▶ Enunciado
Transcribe íntegro y sin cambios el texto sobre la prosa de Mesonero Romanos.

▶ Artículo
==*==
No nos propondremos seguir metódicamente […] las distintas fases de tan variado teatro según las diversas horas del día, las estaciones y demás circunstancias que alteran y modifican los usos populares. Escogeremos cualquier día del año; por ejemplo, el día en que nos hallamos: procederemos libremente y como al acaso, dejaremos vagar a nuestro discurso, y pues que el moderno romanticismo nos autoriza, renunciaremos a todas las unidades conocidas; y tanto más románticos seremos, cuanto menos pensemos en lo que vamos a escribir.

 

Casi sin percibirlo, el denunciado desequilibrio de Madrid le lleva al desorden de su discurso, a escribir espontánea y románticamente. La visión de la ciudad le hace divagar por calles y pensamientos —fijándose en esa mujer del balcón, o en ese amigo que espera a otro― hasta desembocar en el «pueblo comprendido desde el Palacio a la Puerta de Atocha: las calles de Toledo y Embajadores, del Mesón de Paredes y de Lavapiés» (Mesonero Romanos 1993: 227). La prosa de Mesonero se transforma entonces en una retahíla de oficios y tipos que nos recuerda la de esos semanarios pintorescos que hacían estático el tiempo y lo convertían en cromos irrepetibles. Mesonero tacha lo que ve de cuadro, teatro o espectáculo, ofrecido a sus ojos que lo observan con distancia. Pero también es activo: como iniciador de la figura detectivesca le vemos seguir a una pareja (e incita al lector a acompañarle: «Sigamos» [1993: 228], le dice) hasta descubrir el melodrama. Quienes hacen noche en la venta de Villaverde; los calesines que esperan marchar a Carabanchel; el barbero que rasguea su vihuela a la puerta de la tienda; la terrible cohorte de cigarreras, con su chulería y desparpajo; los andaluces que cantan en la mesa del herrador («aquel herrador», dirá Mesonero dirigiéndose a un lector que comparte sus visiones)…, todos estos personajes son observados por el ojo del gran espectador.
==*==
▶ Datos proporcionados
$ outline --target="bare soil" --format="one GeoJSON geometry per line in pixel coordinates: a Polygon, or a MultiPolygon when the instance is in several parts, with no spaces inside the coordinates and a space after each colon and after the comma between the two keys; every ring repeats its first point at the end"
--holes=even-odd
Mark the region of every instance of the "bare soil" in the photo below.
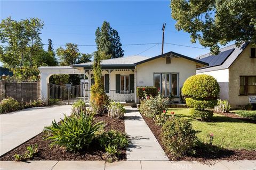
==*==
▶ Resultado
No nos propondremos seguir metódicamente […] las distintas fases de tan variado teatro según las diversas horas del día, las estaciones y demás circunstancias que alteran y modifican los usos populares. Escogeremos cualquier día del año; por ejemplo, el día en que nos hallamos: procederemos libremente y como al acaso, dejaremos vagar a nuestro discurso, y pues que el moderno romanticismo nos autoriza, renunciaremos a todas las unidades conocidas; y tanto más románticos seremos, cuanto menos pensemos en lo que vamos a escribir.

 

Casi sin percibirlo, el denunciado desequilibrio de Madrid le lleva al desorden de su discurso, a escribir espontánea y románticamente. La visión de la ciudad le hace divagar por calles y pensamientos —fijándose en esa mujer del balcón, o en ese amigo que espera a otro― hasta desembocar en el «pueblo comprendido desde el Palacio a la Puerta de Atocha: las calles de Toledo y Embajadores, del Mesón de Paredes y de Lavapiés» (Mesonero Romanos 1993: 227). La prosa de Mesonero se transforma entonces en una retahíla de oficios y tipos que nos recuerda la de esos semanarios pintorescos que hacían estático el tiempo y lo convertían en cromos irrepetibles. Mesonero tacha lo que ve de cuadro, teatro o espectáculo, ofrecido a sus ojos que lo observan con distancia. Pero también es activo: como iniciador de la figura detectivesca le vemos seguir a una pareja (e incita al lector a acompañarle: «Sigamos» [1993: 228], le dice) hasta descubrir el melodrama. Quienes hacen noche en la venta de Villaverde; los calesines que esperan marchar a Carabanchel; el barbero que rasguea su vihuela a la puerta de la tienda; la terrible cohorte de cigarreras, con su chulería y desparpajo; los andaluces que cantan en la mesa del herrador («aquel herrador», dirá Mesonero dirigiéndose a un lector que comparte sus visiones)…, todos estos personajes son observados por el ojo del gran espectador.